Aim
Output all the material that follows, exactly as given.

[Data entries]
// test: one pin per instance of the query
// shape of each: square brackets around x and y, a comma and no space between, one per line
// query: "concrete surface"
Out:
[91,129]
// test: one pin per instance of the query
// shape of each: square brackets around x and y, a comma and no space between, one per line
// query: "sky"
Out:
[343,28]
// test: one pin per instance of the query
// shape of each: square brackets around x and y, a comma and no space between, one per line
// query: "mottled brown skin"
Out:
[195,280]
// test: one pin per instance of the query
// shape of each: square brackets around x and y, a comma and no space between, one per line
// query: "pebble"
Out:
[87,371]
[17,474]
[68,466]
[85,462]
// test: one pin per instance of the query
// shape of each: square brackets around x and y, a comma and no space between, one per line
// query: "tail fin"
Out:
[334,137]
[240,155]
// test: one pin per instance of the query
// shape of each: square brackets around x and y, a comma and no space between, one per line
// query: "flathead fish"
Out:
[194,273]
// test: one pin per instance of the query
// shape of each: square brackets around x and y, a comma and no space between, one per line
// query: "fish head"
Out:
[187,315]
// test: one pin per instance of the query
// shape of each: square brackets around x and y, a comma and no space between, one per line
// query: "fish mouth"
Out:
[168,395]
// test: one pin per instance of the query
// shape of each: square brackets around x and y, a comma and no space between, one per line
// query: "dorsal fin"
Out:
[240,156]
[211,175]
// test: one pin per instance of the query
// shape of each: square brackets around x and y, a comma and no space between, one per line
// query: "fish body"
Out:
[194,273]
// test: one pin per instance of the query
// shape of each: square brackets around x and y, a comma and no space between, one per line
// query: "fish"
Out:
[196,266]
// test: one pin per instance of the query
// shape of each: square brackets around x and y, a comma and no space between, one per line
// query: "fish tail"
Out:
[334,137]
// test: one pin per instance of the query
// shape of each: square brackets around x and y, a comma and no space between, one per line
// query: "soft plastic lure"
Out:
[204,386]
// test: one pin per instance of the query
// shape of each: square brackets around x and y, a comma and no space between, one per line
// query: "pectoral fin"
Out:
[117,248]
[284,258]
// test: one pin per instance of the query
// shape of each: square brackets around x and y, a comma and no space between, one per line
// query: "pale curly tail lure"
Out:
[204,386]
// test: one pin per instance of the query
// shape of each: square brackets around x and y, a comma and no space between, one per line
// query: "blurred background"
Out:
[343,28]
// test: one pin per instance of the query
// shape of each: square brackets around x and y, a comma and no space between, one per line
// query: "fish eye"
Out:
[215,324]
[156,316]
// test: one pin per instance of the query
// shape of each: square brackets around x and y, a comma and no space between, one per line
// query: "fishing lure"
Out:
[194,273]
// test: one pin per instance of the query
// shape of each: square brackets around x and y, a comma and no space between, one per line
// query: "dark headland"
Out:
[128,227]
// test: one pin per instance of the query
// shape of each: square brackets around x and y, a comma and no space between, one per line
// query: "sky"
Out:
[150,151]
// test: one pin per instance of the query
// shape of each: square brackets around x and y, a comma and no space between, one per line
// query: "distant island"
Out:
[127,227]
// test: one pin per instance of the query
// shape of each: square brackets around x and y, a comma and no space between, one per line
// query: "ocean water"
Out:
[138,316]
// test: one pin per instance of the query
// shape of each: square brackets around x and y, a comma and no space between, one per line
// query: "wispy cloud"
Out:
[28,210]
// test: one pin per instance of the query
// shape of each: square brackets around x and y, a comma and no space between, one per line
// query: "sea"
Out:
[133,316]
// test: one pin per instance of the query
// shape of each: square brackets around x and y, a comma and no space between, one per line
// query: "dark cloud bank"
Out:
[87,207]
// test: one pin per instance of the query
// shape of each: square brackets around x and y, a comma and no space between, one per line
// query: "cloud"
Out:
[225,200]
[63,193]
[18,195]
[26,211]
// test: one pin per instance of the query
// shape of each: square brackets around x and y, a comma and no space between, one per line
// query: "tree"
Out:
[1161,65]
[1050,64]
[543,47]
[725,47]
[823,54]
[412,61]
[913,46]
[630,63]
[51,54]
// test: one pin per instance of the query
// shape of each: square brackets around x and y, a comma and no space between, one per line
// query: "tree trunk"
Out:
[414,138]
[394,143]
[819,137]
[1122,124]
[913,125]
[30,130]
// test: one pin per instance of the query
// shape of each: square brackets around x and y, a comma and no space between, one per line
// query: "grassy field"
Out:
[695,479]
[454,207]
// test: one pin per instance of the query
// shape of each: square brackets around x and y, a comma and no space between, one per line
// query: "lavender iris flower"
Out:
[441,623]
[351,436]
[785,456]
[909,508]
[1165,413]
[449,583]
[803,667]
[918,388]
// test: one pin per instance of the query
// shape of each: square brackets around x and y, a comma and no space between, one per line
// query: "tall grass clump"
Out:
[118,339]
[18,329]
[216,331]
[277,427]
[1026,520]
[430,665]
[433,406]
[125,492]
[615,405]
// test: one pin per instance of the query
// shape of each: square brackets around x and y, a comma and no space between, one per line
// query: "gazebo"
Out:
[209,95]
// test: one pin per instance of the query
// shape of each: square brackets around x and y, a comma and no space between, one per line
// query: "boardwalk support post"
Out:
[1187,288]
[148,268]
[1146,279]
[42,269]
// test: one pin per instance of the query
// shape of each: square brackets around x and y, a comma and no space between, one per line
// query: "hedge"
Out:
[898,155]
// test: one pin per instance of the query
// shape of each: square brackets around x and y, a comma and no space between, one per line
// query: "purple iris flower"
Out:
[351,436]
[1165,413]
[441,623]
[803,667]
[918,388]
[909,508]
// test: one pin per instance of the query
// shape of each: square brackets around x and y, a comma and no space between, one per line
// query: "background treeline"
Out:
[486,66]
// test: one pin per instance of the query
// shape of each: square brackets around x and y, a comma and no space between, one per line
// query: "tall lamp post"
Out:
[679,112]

Finished answer
// test: one pin per instance of the query
// shape of each: square brackets around x and y, a comma and no space between, one per line
// query: "concrete surface"
Out:
[91,129]
// test: one pin per instance of the query
// shape of each: square brackets around x and y, a comma and no space between, one per line
// query: "sky"
Out:
[343,28]
// test: one pin per instance of the query
// shape of each: square brackets around x and y, a comma and no space between, one per line
// query: "mottled brown skin"
Out:
[195,280]
// test: one pin per instance of the query
// shape of each: square brackets around x and y, a comma and no space between, one per line
// query: "pebble"
Out:
[87,371]
[17,474]
[68,466]
[85,462]
// test: one pin per instance of the query
// shape of each: square brackets around x and y, a comma and no space between, one per line
// query: "tail fin"
Out:
[334,137]
[240,155]
// test: one pin per instance of the query
// shape of each: square brackets around x and y, a comma and no space between, one per line
// query: "flathead fish"
Out:
[194,273]
// test: one pin per instance of the query
// shape of each: square brackets around x and y, a comma and no space between, one per line
// query: "fish head"
Out:
[187,315]
// test: one pin per instance of the query
// shape of each: square brackets around x and y, a comma and no space between, one per line
// query: "fish mouth"
Out:
[168,395]
// test: one pin per instance of the query
// shape of each: square brackets around x and y, a comma and no space between, one per line
// query: "dorsal fin"
Out:
[240,156]
[211,175]
// test: one pin per instance of the query
// shape of each: square brackets around x and y, a comma and no space between, one per line
// query: "fish body"
Out:
[194,273]
// test: one pin per instance of the query
// shape of each: square brackets around x and y, a comma and no space between, one per line
// query: "fish"
Out:
[196,266]
// test: one pin per instance of the query
// shape of each: square brackets around x and y, a comma and no space between, one per line
// query: "fish tail"
Out:
[334,137]
// test: one pin per instance of the query
// shape of each: square brackets around x and y, a comma and no space between, one per line
// query: "soft plastic lure"
Out:
[204,386]
// test: one pin per instance of the query
// shape of each: square brackets around x and y, a comma and no space between, one per line
// query: "pectoral fin"
Out:
[117,248]
[284,258]
// test: one pin per instance of the query
// shape of each: square brackets around x and y, a comma and no space between, one per line
// query: "pale curly tail lure"
Out:
[204,386]
// test: one pin per instance of the query
// shape of each: square brackets around x and y, a comma and no space between, one per line
// query: "blurred background"
Out:
[343,28]
// test: one pin per instance of the query
// shape of each: square brackets around x and y, a comma and no space between, one per line
// query: "fish eye"
Out:
[215,324]
[156,316]
// test: one pin per instance of the query
// shape of each: square brackets around x and y, a comma and no space between, one per line
// query: "fishing lure"
Out:
[194,273]
// test: one pin per instance of the query
// shape of each: square brackets around x and y, a comma and no space between, one per line
// query: "dark headland"
Out:
[128,227]
// test: one pin per instance of the query
// shape of each: square brackets around x and y, a comma and no space between, one per line
// query: "sky"
Out:
[150,151]
// test: one pin per instance of the query
// shape of each: square brackets around x and y, a comma and no space between, one per line
// query: "distant island"
Out:
[127,227]
// test: one pin per instance of the query
// shape of each: square brackets around x and y, a comma and no space between, one per line
// query: "ocean water"
Out:
[138,316]
// test: one pin per instance of the query
// shape of each: square brackets around x and y, a comma and no space between, one per line
// query: "wispy cloud"
Out:
[28,210]
// test: one pin per instance of the query
// shape of each: square brackets around x and y, a comma and no space between, one per line
// query: "sea"
Out:
[133,316]
// test: one pin per instance of the query
// shape of each: square brackets around x and y, a comma and no space between, one per line
// query: "dark cloud bank"
Out:
[87,207]
// test: one pin per instance of the query
// shape of each: square brackets around x and y, a comma and no space between, one per line
// query: "cloud"
Out:
[225,200]
[63,193]
[18,195]
[26,211]
// test: one pin per instance of the query
// shape of each: square brackets around x and y, a comma and no space between, one per line
// query: "tree"
Out:
[1161,65]
[1050,64]
[543,47]
[725,47]
[823,54]
[412,61]
[913,46]
[630,63]
[51,54]
// test: one pin per instance of the query
// shape of each: square brackets around x and y, a comma and no space between, one per line
// query: "tree trunk"
Out:
[414,138]
[394,143]
[819,137]
[1122,124]
[913,125]
[30,130]
// test: one pin per instance of the query
// shape of each: square brackets around x and y, a comma and no space between, one per line
// query: "grassy field"
Out:
[695,479]
[454,207]
// test: one pin per instance of the query
// shape of each: square brackets around x and y, a comma and no space between, one per line
// query: "lavender iris flower"
Out:
[441,623]
[351,436]
[785,456]
[909,508]
[1165,413]
[449,583]
[803,667]
[918,388]
// test: one pin per instance of the query
// shape of each: square brackets around x and y, a comma and no space between, one per line
// query: "tall grass clump"
Out:
[118,339]
[18,329]
[216,331]
[277,427]
[1026,520]
[430,665]
[433,406]
[125,492]
[615,405]
// test: one pin per instance of the query
// shape of each: square brackets around x and y, a comma and no space between, one per line
// query: "gazebo"
Out:
[209,95]
// test: one pin per instance of the query
// shape of each: square brackets around x and y, a comma and no space between, one per line
// query: "boardwalk support post"
Out:
[1187,288]
[148,268]
[1146,279]
[42,269]
// test: one pin per instance of the query
// shape of each: square brackets around x and y, a comma and no space between, one per line
// query: "hedge"
Out:
[898,155]
// test: one pin per instance of the query
// shape of each: square brackets around x and y, a comma and no space between, one per line
// query: "purple iris flower"
Out:
[351,436]
[1165,413]
[441,623]
[803,667]
[918,388]
[909,508]
// test: one pin per instance of the query
// shape of each: square brackets around x and y, a comma and no space between, one per line
// query: "background treeline"
Out:
[486,66]
// test: one pin per instance of the query
// shape of each: square brackets around x and y, a comma and no space between, one per line
// query: "tall lamp post"
Out:
[679,112]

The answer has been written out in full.